The City of Mill Valley is avoiding its firefighting responsibilities

When it comes to dealing with fire prevention and emergency preparedness, the City of Mill Valley can’t seem to get it right.

Last time around, they decided to reduce Mill Valley's main emergency evacuation route in the event of a catastrophic canyon fire, from two traffic lanes to one lane (a decision the Marin County Civil Grand Jury summarily rejected). They claimed that this as acceptable because any fire emergency could easily be handled by their "management" plan and the personal judgment of our Fire Chief.

This time, their lack of clear thinking has led to the draconian proposal of a “three-foot of hardscape” fire ordinance for homeowner’s in the Wildland Urban Interface.

For a comprehensive discussion of why the City’s newly proposed ordinance fails, see the comments by former mayor Dennis Fisco in his recently published letter to the Mill Valley City Council (click HERE).

The City Council, the City Manager, and the Mill Valley Fire Chief would have us believe that they have thoroughly considered their safety in coming up with the new ordinance and their “6 Steps to Defensible Space” booklet. However, the booklet takes an academic approach, which was essentially copied and pasted from recommendations written by Ed Smith, University of Nevada Cooperative Extension way back in 1997, for a situation that has little relevance to the facts and circumstances we face here in Marin.

It must be pointed out that even the Mill Valley booklet shows photos of solutions that have plantings right around houses, not as drastic as the 'no plantings within three feet of a home' regulations being proposed. Not only do photos show lots of plantings around homes but the captions brag that "A homeowner can have both an effective defensible space and an attractive landscape." And, if you read the background research, what it indicates is that what's most important is to remove large trees near structures, not little shrubs.

Ed Smith is the co-manager of the “Living With Fire program” which began when he and Paul Tueller of University of Nevada, Reno, and Fire Chief Loren Enstaad of the Sierra Front Wildfire Cooperators developed a specific set of wildfire threat reduction recommendations for Nevadans and then later decided to capitalize on that by offering conferences and consulting for Fire Departments across the country.

* AIM OF THE TASK *
Write out the part of the Mill Valley fire ordinance passage that begins at the words "When it comes" and stops after "Council (click HERE).", copying it word for word.

* SOURCE DATA *
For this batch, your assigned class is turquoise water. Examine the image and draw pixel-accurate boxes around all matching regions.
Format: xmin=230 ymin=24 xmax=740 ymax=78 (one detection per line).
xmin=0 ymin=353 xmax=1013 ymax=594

* FULL OUTPUT *
When it comes to dealing with fire prevention and emergency preparedness, the City of Mill Valley can’t seem to get it right.

Last time around, they decided to reduce Mill Valley's main emergency evacuation route in the event of a catastrophic canyon fire, from two traffic lanes to one lane (a decision the Marin County Civil Grand Jury summarily rejected). They claimed that this as acceptable because any fire emergency could easily be handled by their "management" plan and the personal judgment of our Fire Chief.

This time, their lack of clear thinking has led to the draconian proposal of a “three-foot of hardscape” fire ordinance for homeowner’s in the Wildland Urban Interface.

For a comprehensive discussion of why the City’s newly proposed ordinance fails, see the comments by former mayor Dennis Fisco in his recently published letter to the Mill Valley City Council (click HERE).